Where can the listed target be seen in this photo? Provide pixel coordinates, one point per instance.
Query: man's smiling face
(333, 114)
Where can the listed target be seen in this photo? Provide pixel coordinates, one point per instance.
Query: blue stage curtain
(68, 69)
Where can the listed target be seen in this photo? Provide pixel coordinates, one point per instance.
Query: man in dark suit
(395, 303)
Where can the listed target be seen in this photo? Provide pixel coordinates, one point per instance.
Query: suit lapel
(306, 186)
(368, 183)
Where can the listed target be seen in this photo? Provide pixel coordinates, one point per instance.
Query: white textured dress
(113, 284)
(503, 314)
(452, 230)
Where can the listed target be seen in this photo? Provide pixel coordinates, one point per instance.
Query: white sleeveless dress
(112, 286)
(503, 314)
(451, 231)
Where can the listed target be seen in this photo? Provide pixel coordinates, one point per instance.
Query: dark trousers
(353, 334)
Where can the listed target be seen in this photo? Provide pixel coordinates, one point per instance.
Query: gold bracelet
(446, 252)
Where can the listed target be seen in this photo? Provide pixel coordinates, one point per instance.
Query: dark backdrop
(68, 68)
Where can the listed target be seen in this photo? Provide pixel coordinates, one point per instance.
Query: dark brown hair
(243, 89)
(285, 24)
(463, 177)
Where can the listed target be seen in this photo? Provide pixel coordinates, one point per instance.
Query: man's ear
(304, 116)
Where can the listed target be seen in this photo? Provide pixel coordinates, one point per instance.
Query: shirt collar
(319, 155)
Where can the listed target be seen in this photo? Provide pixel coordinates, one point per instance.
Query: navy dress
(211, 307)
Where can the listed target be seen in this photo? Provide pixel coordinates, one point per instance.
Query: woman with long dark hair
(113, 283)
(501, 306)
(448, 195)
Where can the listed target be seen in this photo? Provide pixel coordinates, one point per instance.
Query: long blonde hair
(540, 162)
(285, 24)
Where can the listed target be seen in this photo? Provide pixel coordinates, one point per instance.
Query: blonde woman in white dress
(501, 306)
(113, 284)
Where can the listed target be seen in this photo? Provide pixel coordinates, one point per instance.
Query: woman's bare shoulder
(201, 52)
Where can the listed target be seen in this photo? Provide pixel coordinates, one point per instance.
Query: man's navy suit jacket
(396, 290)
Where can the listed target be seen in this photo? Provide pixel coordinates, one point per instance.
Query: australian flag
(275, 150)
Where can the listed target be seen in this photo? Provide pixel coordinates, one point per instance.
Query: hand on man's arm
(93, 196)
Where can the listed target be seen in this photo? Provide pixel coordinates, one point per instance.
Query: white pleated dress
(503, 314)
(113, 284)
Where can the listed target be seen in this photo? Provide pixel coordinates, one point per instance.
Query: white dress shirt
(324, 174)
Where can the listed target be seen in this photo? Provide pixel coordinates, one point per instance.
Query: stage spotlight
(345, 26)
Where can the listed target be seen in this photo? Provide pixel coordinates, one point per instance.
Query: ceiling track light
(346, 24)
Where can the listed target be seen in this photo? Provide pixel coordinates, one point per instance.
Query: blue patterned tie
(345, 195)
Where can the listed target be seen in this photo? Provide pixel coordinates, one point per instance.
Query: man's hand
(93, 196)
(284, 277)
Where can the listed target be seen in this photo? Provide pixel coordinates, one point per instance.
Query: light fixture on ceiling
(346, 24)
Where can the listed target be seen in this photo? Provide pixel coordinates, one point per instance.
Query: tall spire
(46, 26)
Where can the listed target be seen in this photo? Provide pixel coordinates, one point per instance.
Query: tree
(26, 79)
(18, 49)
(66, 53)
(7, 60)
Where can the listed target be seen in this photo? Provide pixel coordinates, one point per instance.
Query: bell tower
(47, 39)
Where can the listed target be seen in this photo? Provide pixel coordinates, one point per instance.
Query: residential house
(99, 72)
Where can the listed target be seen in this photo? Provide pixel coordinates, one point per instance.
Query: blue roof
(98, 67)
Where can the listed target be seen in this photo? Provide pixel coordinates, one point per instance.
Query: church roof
———
## What to produce
Each line in the material above must be retyped without alteration.

## Exercise result
Where can the listed target be seen in this photo? Provide pixel coordinates, one point per instance.
Query: man's smiling face
(333, 114)
Where can the listed target be seen in this photo? Provide pixel coordinates, one point per instance.
Query: blue stage curtain
(68, 69)
Where can the listed target be seen in this photo? Provide pixel coordinates, one point per instance.
Query: man in dark suit
(395, 303)
Where can the listed target be seen in this photo? Provide pixel coordinates, one point per instance.
Query: suit lapel
(306, 186)
(368, 183)
Where can the listed target be seen in this photo? Provide pixel coordinates, one point per instance.
Query: white textured dress
(113, 284)
(503, 314)
(452, 230)
Where can the listed target be seen in this photo? Provide pixel coordinates, one point per instance.
Query: white sleeveless dress
(112, 286)
(503, 314)
(451, 231)
Where can the listed target be seen in this photo? Provide pixel coordinates, one point per instance.
Query: dark trousers
(353, 334)
Where can the listed target be seen in this photo? Provide pixel coordinates, one point per instance.
Query: gold bracelet
(446, 252)
Where can the listed target be seen in this photo? Provide pixel coordinates, one point per instance.
Query: dark backdrop
(68, 68)
Where can the listed target be seen in this photo? Provide pixel coordinates, one point per instance.
Query: dark brown hair
(243, 89)
(285, 24)
(463, 177)
Where can the listed target be seen in this photo? Provide pixel coordinates, one point per instance.
Query: man's ear
(304, 116)
Where can the listed target be seen in this photo? Provide pixel coordinates, one point per instance.
Query: shirt collar
(319, 155)
Where can the listed target be seen in this photo? Provide pixel coordinates, one point per instance.
Query: navy dress
(211, 307)
Where can the listed target be seen in this photo? Provide pixel coordinates, one point per instance.
Query: woman with long dark hair
(113, 283)
(501, 306)
(448, 195)
Where can the listed target be seen in this photo? Provide pixel coordinates, one point per instance.
Query: long blonde hair
(540, 162)
(285, 24)
Where can the listed target be seen in this photo? Provide pixel coordinates, one point per instance.
Query: blonde woman in white dress
(501, 306)
(113, 284)
Where can the listed target be seen in this photo? Provide pixel coordinates, one point per instance.
Query: woman's bare shoulder
(201, 52)
Where can the listed target be seen in this photo? Provide pixel coordinates, one point per instance.
Query: man's navy suit jacket
(396, 290)
Where can the listed target be seen in this photo? Provide pixel coordinates, one point per instance.
Query: australian flag
(275, 150)
Where can the listed target be seen in this photo? Provide pixel coordinates, one point per instance.
Query: hand on man's arm
(93, 196)
Where can the listed target be seen in this photo? Provide pixel coordinates, one point per instance.
Query: white pleated dress
(503, 314)
(113, 284)
Where can the listed target be seen in this photo? Provide pixel coordinates, one point per instance.
Query: white dress shirt
(324, 174)
Where can the listed target be seen in this photo? Provide pixel coordinates, one point per instance.
Query: stage spotlight
(345, 26)
Where can the listed target be seen in this photo? Provide pixel coordinates, one point per instance.
Query: ceiling track light
(346, 24)
Where can the listed target be seen in this photo? Provide pixel coordinates, one point per instance.
Query: blue patterned tie
(345, 195)
Where can the listed target be seen in this photo? Provide pixel coordinates, one point per instance.
Query: man's hand
(93, 196)
(284, 277)
Where can the listed target be seen in this photo? Provide pixel coordinates, one point per instance.
Query: light fixture on ceiling
(346, 24)
Where can the listed target be seen in this photo? Provide pixel coordinates, one point per instance.
Query: tall spire
(46, 26)
Where can the listed target be seen in this photo? Provide pixel coordinates, one point per instance.
Query: tree
(26, 79)
(18, 49)
(66, 53)
(7, 60)
Where can the listed target be seen in this photo? Provide pixel coordinates, one point per instance.
Query: bell tower
(47, 39)
Where can the listed target be seen in this photo? Provide pixel coordinates, one point per instance.
Query: residential house
(99, 72)
Where can the listed target be seen in this photo? Provide pixel coordinates, one point per instance.
Query: blue roof
(98, 67)
Where can the listed target be seen in this photo? Provide pixel coordinates, one point per instance.
Query: church roof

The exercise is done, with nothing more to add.